▸ CHALLENGE
Show every line in the records below that contains the word "green", copying each one in full.

▸ PROVIDED MATERIAL
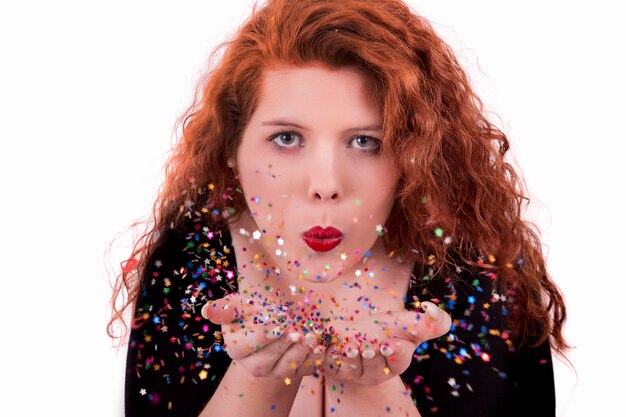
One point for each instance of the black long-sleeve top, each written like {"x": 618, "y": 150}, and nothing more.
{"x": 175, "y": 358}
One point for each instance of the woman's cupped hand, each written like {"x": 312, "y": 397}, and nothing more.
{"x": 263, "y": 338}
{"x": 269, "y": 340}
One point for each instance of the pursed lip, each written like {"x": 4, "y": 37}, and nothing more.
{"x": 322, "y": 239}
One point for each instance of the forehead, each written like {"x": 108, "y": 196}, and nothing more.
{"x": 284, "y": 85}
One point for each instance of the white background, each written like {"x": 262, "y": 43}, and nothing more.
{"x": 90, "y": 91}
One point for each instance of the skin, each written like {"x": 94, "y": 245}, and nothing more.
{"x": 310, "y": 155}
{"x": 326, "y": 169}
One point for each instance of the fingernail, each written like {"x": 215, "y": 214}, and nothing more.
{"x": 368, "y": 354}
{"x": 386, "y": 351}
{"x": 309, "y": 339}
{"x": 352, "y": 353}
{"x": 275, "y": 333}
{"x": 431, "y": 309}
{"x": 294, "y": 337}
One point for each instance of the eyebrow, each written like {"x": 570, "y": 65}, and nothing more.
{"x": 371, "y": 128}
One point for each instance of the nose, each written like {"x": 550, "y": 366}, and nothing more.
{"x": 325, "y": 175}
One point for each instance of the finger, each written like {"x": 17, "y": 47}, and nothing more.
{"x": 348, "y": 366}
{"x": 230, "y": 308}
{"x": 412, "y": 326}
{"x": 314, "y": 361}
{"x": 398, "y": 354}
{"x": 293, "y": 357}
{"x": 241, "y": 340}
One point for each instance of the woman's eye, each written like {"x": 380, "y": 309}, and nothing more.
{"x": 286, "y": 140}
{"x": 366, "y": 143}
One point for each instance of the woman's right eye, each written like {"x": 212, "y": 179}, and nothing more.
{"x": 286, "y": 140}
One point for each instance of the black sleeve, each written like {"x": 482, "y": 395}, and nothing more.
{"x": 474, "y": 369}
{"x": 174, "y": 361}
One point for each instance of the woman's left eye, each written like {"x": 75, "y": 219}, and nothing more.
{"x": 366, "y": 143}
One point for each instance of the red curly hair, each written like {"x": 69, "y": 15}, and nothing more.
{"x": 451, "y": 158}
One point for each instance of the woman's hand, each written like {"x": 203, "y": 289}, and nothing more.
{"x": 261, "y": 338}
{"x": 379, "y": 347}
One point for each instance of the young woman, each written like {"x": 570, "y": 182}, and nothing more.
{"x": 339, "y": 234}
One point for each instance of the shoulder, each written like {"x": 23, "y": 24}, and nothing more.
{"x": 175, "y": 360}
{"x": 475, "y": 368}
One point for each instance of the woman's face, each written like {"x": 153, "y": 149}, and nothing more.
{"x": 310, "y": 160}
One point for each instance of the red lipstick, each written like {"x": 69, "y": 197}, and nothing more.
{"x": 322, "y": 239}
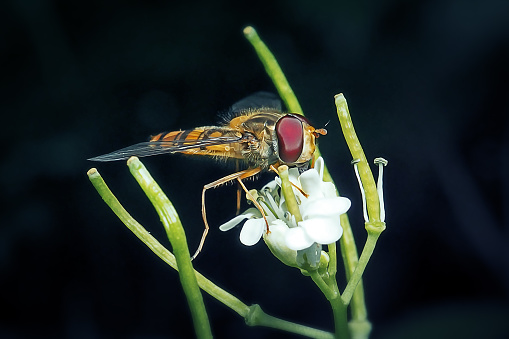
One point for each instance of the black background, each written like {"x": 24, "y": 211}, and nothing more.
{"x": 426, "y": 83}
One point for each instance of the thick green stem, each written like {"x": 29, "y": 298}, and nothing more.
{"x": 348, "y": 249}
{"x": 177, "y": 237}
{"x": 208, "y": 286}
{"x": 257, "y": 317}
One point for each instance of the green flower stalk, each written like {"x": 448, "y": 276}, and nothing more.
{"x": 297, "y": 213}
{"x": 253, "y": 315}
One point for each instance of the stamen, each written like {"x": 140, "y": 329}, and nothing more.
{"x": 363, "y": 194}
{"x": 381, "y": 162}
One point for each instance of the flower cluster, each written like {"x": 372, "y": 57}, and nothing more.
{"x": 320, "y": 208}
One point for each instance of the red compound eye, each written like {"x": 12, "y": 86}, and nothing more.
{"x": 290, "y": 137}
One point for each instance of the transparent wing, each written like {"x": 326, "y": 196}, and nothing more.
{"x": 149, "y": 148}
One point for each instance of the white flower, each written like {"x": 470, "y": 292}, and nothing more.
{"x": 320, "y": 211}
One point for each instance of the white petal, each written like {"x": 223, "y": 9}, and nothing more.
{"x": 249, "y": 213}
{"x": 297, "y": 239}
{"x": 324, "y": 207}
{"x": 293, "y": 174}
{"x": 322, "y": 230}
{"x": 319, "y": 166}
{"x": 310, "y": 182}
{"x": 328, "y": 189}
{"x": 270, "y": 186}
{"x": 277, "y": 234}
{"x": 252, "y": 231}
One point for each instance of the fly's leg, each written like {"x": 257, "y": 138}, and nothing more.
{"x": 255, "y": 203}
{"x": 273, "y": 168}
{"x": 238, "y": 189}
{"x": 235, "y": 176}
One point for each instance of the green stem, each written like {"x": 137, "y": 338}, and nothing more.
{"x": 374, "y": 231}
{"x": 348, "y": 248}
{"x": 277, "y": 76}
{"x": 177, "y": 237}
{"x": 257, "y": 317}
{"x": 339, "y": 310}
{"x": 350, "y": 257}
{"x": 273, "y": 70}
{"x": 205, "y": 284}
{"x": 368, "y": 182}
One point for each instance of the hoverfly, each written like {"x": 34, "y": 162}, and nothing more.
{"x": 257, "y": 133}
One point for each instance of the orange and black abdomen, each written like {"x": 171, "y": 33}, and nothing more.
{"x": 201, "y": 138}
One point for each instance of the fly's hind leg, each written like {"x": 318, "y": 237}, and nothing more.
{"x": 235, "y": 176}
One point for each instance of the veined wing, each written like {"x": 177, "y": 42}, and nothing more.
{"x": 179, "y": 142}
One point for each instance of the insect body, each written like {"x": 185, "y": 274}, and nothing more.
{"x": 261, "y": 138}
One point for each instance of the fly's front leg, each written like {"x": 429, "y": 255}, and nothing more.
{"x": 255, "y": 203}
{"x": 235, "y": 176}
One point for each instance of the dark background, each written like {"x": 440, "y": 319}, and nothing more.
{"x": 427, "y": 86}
...
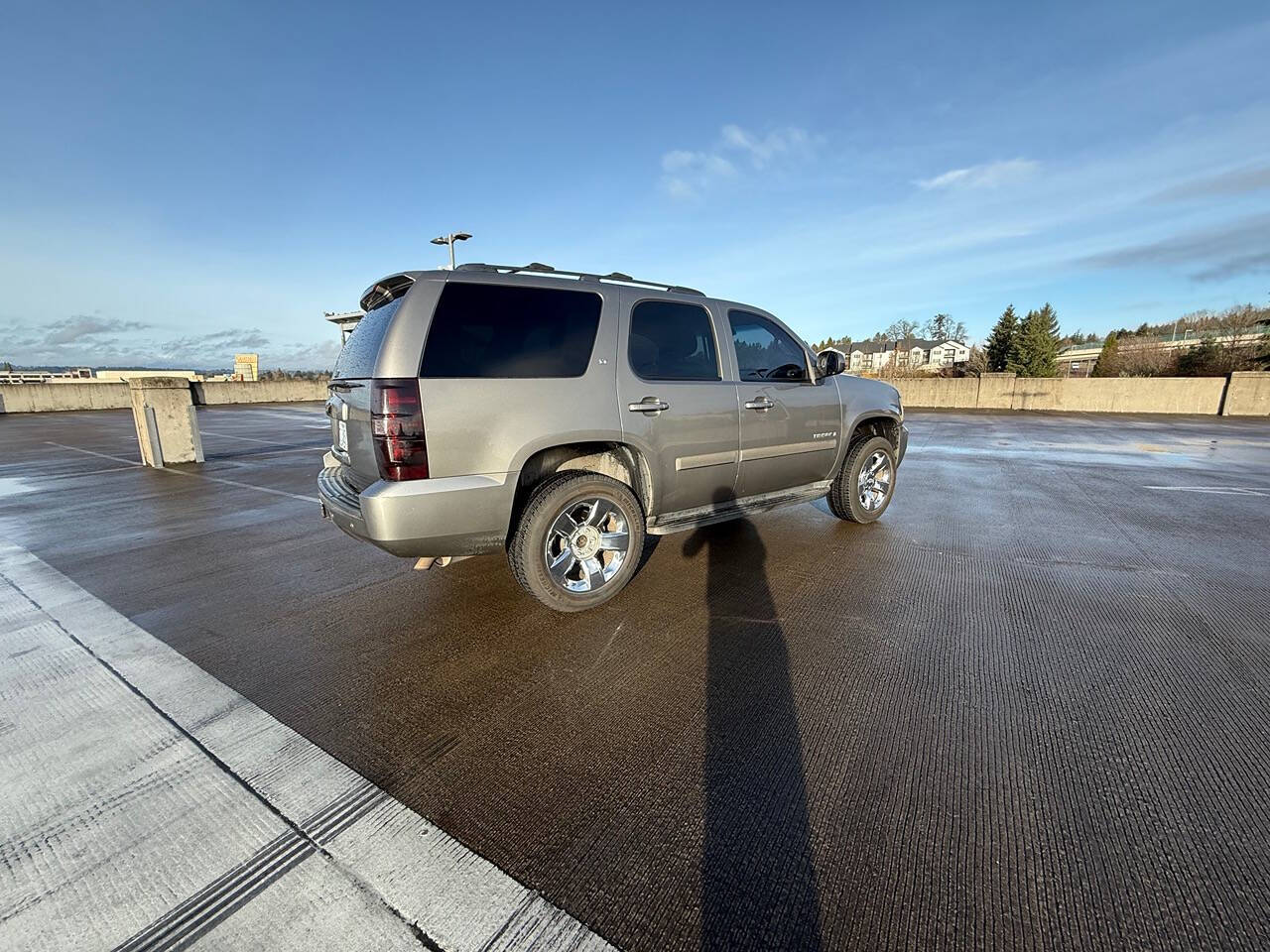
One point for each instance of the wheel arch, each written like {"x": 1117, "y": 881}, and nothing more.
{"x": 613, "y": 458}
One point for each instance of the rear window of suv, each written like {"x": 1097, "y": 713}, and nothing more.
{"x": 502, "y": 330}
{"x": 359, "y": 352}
...
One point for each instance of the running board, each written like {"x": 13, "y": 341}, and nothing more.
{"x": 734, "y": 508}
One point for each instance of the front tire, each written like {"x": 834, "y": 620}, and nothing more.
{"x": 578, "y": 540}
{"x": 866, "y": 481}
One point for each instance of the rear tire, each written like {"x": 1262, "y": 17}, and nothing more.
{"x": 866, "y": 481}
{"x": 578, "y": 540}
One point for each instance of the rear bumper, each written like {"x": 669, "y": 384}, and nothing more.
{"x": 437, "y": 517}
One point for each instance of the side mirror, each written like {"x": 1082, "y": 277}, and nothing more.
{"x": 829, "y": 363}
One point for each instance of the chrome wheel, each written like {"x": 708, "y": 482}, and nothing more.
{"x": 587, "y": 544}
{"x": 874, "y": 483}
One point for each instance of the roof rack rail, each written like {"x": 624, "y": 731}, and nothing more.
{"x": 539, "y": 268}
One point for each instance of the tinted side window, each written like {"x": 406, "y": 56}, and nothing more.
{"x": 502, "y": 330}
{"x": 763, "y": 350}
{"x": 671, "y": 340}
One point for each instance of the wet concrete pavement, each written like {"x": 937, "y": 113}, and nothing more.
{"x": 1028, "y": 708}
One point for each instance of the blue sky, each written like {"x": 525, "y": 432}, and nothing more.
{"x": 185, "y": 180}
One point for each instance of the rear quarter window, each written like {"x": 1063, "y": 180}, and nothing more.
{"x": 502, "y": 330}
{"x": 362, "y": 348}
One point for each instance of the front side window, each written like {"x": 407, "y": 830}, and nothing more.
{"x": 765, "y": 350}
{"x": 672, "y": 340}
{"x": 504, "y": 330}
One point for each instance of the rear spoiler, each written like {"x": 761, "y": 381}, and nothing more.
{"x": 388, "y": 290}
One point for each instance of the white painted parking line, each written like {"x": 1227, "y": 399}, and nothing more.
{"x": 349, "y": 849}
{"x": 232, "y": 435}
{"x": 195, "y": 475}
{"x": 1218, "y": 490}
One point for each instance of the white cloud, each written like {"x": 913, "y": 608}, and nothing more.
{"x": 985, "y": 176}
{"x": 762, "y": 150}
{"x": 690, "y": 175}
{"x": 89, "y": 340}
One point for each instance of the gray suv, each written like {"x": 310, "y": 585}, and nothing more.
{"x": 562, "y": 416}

▸ RESULT
One point for each instance of the thick green stem, each written like {"x": 29, "y": 298}, and nothing more.
One point for each instance of the green flower stalk, each written like {"x": 448, "y": 276}, and nothing more.
One point for each instance of the green stem, each written like {"x": 137, "y": 338}, and nothing more.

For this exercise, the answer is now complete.